__Task requirements__
Reproduce the data from its beginning up to and including the line containing "M 141 111 L", keeping the requests, and shift every coordinate in the answer outlines by 86. Leave the pictures out.
— START OF Data for this task —
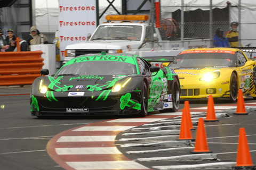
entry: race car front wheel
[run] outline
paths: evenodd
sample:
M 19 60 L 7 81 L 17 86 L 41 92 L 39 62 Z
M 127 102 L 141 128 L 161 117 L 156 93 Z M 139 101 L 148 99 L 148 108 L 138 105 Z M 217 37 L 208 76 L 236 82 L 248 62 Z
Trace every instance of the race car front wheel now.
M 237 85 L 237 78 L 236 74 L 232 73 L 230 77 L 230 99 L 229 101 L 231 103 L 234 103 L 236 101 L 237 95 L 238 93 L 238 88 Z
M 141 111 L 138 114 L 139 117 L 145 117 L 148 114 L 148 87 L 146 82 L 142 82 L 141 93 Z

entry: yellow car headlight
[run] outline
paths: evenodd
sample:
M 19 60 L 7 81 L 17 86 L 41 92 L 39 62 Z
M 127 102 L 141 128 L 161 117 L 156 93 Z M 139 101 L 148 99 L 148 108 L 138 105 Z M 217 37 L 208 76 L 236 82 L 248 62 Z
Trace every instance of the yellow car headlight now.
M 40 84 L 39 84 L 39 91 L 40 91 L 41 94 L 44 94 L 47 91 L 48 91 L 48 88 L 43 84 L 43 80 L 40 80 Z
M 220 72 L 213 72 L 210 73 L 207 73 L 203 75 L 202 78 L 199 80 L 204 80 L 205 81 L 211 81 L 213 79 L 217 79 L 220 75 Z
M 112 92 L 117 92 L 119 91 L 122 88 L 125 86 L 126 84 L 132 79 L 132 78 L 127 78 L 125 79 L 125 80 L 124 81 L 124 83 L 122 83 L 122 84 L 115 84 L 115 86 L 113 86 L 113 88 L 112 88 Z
— END OF Data for this task —
__Completed exercise__
entry: race car front wheel
[run] outline
paths: evenodd
sample:
M 19 60 L 7 81 L 17 86 L 41 92 L 39 62 Z
M 127 102 L 141 128 L 161 117 L 156 93 Z M 139 101 L 148 99 L 148 108 L 138 105 Z M 217 37 L 208 76 L 236 82 L 248 62 Z
Trace every instance of the race car front wheel now.
M 323 171 L 323 164 L 322 160 L 318 159 L 316 163 L 316 185 L 315 187 L 317 189 L 320 189 L 322 187 L 323 181 L 324 179 L 324 174 Z
M 227 197 L 224 200 L 225 203 L 231 203 L 234 200 L 234 173 L 232 168 L 228 168 L 227 179 Z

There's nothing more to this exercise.